Je me réveille en sueur. Je veux appeler N. Je veux savoir s’il va bien. N. est loin. Je suis loin. Je n’ai même pas son numéro de téléphone. N. est mon frère. Je n’ai même pas son numéro de téléphone. Ce sera une belle journée. Une très belle journée !

<$I18NNumpersonnes$>:

At 18/10/06 5:38 PM , Anonymous Anonymous said...

J'ai eu très peur tout au long ... Je suis contente que ce soit juste un rêve.

 
At 18/10/06 6:34 PM , Blogger Nina louVe said...

Onassis,
J'ai lu votre Pesadilla à voix haute, en y mettant du suspense ! Puis, encore, imaginant la vôtre raconter, l'inventant... Et je ne me lasse pas, sans ces musiques c'est tout aussi bon sinon meilleur. Votre écriture m'emporte, tout simplement. Et, ce n'est pas pour encenser l'auteur pessimiste (sourire), c'est comme ça.

Il y a des écrivains qui me font sourire, d'autres qui me font voyager. J'ai adoré voyager ici, dans votre cauchemard.

[Extraits de données d'annotation par points]
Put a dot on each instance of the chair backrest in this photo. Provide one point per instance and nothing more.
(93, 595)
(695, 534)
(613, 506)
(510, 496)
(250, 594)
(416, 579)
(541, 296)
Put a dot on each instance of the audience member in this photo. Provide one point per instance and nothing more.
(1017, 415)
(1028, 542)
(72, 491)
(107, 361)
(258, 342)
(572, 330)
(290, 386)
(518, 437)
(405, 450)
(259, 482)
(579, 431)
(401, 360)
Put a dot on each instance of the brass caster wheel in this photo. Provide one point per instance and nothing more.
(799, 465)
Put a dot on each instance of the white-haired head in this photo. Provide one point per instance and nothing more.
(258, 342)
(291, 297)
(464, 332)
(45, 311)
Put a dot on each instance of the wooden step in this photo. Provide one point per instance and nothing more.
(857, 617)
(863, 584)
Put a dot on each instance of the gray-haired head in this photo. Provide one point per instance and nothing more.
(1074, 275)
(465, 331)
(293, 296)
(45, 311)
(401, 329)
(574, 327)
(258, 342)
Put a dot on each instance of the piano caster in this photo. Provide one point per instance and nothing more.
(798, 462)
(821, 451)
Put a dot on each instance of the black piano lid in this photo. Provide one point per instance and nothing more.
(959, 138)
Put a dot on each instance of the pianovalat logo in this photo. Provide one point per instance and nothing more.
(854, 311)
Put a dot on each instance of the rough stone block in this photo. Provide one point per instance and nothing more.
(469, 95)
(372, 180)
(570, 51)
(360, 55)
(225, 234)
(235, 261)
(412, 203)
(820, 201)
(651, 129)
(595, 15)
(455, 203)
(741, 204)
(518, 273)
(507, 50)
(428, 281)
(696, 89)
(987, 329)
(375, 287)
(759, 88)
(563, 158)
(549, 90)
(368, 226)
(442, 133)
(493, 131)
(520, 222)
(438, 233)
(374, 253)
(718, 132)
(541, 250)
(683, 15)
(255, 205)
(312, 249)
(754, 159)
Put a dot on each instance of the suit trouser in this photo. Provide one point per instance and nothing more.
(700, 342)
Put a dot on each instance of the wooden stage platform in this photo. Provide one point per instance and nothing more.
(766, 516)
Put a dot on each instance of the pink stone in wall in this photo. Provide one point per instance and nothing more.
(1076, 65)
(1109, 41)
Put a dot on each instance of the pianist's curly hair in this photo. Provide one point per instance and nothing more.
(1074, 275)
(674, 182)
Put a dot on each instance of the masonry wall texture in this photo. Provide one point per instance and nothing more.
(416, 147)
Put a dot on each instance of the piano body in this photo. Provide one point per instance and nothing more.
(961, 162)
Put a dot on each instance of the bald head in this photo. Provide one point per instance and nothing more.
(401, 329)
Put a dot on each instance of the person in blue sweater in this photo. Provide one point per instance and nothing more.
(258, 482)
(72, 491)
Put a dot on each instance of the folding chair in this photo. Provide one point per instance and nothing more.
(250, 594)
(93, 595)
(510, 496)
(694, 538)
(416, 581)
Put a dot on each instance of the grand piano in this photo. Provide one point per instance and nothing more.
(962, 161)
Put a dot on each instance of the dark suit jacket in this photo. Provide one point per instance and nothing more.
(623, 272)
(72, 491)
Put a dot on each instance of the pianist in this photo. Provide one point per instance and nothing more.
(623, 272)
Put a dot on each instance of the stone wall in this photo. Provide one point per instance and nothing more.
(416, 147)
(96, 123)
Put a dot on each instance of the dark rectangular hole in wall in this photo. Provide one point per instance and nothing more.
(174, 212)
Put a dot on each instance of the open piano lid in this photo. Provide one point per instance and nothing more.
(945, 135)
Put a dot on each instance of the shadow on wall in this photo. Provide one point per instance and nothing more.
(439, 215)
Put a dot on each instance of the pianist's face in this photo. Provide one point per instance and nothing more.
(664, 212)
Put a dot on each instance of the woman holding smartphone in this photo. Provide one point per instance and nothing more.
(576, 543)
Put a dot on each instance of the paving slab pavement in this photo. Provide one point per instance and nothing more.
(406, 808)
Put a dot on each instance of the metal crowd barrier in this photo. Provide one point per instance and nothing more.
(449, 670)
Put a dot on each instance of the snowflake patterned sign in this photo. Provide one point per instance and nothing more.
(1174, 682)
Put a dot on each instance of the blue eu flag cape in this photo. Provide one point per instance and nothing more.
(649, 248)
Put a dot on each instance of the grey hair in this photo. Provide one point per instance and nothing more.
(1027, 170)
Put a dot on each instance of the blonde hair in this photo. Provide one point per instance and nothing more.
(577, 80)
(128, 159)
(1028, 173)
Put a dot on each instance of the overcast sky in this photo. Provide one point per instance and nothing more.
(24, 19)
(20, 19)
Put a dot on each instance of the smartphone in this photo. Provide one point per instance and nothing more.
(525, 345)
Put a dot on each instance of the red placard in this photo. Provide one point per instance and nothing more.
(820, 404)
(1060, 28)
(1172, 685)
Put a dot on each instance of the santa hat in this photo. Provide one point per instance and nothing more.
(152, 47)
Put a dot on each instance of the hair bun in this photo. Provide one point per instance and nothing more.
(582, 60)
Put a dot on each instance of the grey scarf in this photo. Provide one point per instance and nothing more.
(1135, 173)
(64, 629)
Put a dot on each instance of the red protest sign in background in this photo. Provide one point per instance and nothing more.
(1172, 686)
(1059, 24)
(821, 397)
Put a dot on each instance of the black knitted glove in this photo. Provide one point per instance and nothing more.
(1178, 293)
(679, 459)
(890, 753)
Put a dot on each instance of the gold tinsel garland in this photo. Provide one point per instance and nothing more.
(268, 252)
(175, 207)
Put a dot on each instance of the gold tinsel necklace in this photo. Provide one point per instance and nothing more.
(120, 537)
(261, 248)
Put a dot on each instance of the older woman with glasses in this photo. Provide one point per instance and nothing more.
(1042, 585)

Consigne 1> Selon le passage fourni, quel lien unit N. à la personne qui raconte son réveil ?
Consigne 2> D'après le passage fourni, pourquoi la personne qui se réveille en sueur ne peut-elle pas appeler N. ?
Les enregistrements forment un matériau indépendant du passage.

Réponse 1> N. est son frère.

Réponse 2> Elle n'a même pas le numéro de téléphone de N., son frère, qui est loin.